● **Work to complete**:
The records that follow are to be repeated exactly, with the pictures removed.

(Excerpts from a dataset)
--- --- ---
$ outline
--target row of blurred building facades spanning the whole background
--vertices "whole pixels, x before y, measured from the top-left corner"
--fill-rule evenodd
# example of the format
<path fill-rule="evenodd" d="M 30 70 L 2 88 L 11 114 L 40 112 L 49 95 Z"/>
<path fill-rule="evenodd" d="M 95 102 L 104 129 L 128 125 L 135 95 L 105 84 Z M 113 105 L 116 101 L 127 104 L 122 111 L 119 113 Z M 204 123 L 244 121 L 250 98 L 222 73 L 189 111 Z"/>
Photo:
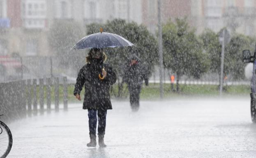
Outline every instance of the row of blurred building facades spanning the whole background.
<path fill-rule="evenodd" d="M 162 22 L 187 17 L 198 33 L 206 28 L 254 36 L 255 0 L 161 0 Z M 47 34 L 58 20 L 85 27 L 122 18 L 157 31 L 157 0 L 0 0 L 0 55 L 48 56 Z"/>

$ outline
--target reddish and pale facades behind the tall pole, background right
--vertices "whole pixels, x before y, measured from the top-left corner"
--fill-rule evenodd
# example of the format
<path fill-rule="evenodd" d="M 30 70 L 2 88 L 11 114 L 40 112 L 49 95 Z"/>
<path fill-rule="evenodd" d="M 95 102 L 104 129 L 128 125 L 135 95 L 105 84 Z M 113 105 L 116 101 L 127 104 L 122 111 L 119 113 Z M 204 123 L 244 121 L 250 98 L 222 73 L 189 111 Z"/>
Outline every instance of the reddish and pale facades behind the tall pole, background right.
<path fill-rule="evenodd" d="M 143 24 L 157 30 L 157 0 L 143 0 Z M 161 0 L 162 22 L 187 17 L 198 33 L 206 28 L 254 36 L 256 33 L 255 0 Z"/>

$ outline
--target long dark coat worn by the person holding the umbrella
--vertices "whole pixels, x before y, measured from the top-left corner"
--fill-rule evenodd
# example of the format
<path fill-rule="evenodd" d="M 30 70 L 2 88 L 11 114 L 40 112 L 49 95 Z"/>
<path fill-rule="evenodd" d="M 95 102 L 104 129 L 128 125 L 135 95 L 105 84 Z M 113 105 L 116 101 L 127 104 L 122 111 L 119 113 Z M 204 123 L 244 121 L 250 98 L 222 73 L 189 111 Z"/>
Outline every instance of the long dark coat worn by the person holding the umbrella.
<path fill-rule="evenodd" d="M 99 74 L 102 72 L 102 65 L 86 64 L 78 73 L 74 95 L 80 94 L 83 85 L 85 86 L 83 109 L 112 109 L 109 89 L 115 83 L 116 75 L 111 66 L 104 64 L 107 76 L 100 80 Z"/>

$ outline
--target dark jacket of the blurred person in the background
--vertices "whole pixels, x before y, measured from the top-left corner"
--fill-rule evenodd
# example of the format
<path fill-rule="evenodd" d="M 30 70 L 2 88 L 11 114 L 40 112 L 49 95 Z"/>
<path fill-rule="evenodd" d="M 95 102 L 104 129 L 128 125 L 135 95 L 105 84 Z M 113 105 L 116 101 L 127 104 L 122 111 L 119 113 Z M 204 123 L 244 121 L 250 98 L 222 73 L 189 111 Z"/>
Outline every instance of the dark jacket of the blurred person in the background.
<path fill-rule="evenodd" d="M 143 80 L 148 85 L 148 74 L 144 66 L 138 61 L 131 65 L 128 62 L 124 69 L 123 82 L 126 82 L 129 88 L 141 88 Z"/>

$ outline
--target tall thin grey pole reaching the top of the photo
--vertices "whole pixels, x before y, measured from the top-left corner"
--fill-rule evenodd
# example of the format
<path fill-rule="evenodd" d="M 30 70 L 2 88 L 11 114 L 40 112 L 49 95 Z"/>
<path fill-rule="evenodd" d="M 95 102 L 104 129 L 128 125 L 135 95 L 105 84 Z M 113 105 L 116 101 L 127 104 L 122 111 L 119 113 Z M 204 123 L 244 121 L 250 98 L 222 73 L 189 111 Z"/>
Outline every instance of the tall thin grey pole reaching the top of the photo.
--- --- ---
● **Expected answer**:
$ outline
--target row of blurred building facades spanning the whole background
--vertices "whole pixels, x before y, measured from the top-left corner"
--fill-rule evenodd
# example of the format
<path fill-rule="evenodd" d="M 30 70 L 2 88 L 11 114 L 40 112 L 49 95 Z"/>
<path fill-rule="evenodd" d="M 95 102 L 104 129 L 128 125 L 135 95 L 105 84 Z M 113 105 L 116 101 L 127 104 L 122 111 L 119 113 Z M 204 123 L 244 121 L 250 98 L 222 73 L 189 111 Z"/>
Photo:
Outline every instance of the row of blurred building facades spanning the whole background.
<path fill-rule="evenodd" d="M 162 22 L 187 17 L 198 33 L 206 28 L 254 36 L 255 0 L 161 0 Z M 47 34 L 58 20 L 85 27 L 122 18 L 157 31 L 157 0 L 0 0 L 0 55 L 48 56 Z"/>

$ outline
--target reddish and pale facades behind the tall pole, background right
--vertices "whole pixels, x before y, measured from the top-left corner"
--fill-rule evenodd
# example of the format
<path fill-rule="evenodd" d="M 30 70 L 2 88 L 11 114 L 40 112 L 49 95 Z"/>
<path fill-rule="evenodd" d="M 95 102 L 104 129 L 128 125 L 135 95 L 105 84 Z M 113 105 L 116 101 L 127 104 L 122 111 L 119 113 Z M 204 123 L 244 121 L 250 98 L 222 73 L 189 111 Z"/>
Outline every instance of the reddish and pale facades behind the tall pole, background right.
<path fill-rule="evenodd" d="M 143 24 L 157 30 L 157 0 L 143 0 Z M 161 0 L 162 22 L 187 17 L 198 33 L 206 28 L 254 36 L 256 33 L 255 0 Z"/>

$ outline
--target long dark coat worn by the person holding the umbrella
--vertices "whole pixels, x before y, measured from the top-left corner"
--fill-rule evenodd
# example of the format
<path fill-rule="evenodd" d="M 30 70 L 2 88 L 11 114 L 40 112 L 49 95 Z"/>
<path fill-rule="evenodd" d="M 95 102 L 104 129 L 128 125 L 135 95 L 105 84 Z M 113 105 L 116 101 L 127 104 L 122 111 L 119 113 Z M 204 123 L 244 121 L 250 98 L 222 73 L 189 111 Z"/>
Outline every instance of the long dark coat worn by the person holding the umbrella.
<path fill-rule="evenodd" d="M 99 74 L 102 72 L 102 65 L 86 64 L 78 73 L 74 95 L 80 94 L 83 85 L 85 86 L 83 109 L 112 109 L 109 89 L 115 83 L 116 75 L 111 66 L 104 64 L 107 76 L 100 80 Z"/>

$ outline
--target dark jacket of the blurred person in the background
--vertices "whole pixels, x before y, measured from the top-left corner"
--fill-rule evenodd
# example of the format
<path fill-rule="evenodd" d="M 30 70 L 2 88 L 11 114 L 40 112 L 49 95 Z"/>
<path fill-rule="evenodd" d="M 95 102 L 104 129 L 128 125 L 135 95 L 105 84 Z M 113 105 L 116 101 L 127 104 L 122 111 L 119 113 Z M 204 123 L 244 121 L 250 98 L 222 73 L 189 111 Z"/>
Outline every instance of the dark jacket of the blurred person in the background.
<path fill-rule="evenodd" d="M 143 80 L 148 85 L 148 74 L 144 66 L 138 61 L 131 65 L 128 62 L 124 69 L 123 82 L 126 82 L 129 88 L 141 88 Z"/>

$ outline
--target tall thin grey pole reaching the top of the photo
--vertices "whole pixels, x before y, measured from the top-left corner"
--fill-rule evenodd
# example of the format
<path fill-rule="evenodd" d="M 30 70 L 2 88 L 11 114 L 40 112 L 49 95 Z"/>
<path fill-rule="evenodd" d="M 95 102 L 104 129 L 128 125 L 135 95 L 105 84 Z M 113 105 L 116 101 L 127 104 L 122 111 L 119 113 Z M 204 123 L 244 121 L 250 98 L 222 73 L 189 111 Z"/>
Outline every instance of the tall thin grey pole reaching the top of the photo.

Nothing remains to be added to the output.